◆ RECORD LIST ◆
☆ ☆ ☆ ☆ ☆
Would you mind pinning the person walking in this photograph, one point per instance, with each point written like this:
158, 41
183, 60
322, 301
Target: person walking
☆ ☆ ☆ ☆ ☆
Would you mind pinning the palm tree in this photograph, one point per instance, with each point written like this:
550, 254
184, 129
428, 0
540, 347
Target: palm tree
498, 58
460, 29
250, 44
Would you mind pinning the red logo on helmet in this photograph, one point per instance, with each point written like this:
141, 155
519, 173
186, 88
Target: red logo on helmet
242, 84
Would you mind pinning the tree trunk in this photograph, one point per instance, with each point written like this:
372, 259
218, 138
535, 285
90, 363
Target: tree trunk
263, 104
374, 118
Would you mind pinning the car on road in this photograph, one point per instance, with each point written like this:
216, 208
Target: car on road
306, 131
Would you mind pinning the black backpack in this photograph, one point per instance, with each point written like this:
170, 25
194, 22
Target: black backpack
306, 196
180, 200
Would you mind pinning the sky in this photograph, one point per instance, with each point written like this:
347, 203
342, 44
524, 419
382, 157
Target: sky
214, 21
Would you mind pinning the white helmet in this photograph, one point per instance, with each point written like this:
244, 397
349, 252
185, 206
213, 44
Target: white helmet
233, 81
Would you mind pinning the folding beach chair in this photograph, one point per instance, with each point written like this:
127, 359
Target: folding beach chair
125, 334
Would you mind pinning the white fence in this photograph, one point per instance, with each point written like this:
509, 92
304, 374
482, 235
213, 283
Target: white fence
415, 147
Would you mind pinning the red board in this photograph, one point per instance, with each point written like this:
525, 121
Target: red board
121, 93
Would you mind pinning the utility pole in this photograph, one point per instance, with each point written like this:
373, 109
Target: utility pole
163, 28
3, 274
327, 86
☆ ☆ ☆ ☆ ☆
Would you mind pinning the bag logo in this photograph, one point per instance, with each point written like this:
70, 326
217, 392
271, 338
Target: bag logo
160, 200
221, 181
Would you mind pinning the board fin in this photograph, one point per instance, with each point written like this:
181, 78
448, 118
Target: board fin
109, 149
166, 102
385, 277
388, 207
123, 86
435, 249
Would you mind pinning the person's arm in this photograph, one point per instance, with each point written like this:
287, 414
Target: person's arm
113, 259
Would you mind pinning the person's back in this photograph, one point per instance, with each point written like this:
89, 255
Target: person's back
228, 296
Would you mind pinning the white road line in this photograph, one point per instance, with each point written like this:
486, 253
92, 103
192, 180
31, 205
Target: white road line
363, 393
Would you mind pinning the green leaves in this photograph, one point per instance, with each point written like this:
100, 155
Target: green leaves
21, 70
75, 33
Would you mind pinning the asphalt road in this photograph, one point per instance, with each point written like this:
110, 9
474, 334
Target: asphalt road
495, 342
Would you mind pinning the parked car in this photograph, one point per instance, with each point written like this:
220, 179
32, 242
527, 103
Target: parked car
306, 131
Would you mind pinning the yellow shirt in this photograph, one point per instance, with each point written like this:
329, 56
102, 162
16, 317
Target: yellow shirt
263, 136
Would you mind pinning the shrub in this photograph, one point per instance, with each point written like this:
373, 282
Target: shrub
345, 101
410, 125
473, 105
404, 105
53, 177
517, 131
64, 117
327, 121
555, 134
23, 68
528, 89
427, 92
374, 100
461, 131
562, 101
☆ ☆ ☆ ☆ ☆
Return the listing verbatim, from the line with "Would you mind pinning the person walking" to the line with "Target: person walking", both included.

◆ WRITTEN ANSWER ◆
Would you mind pinning the person walking in this photograph, one point per instance, with each point written like this:
158, 41
183, 60
322, 301
Target: person walking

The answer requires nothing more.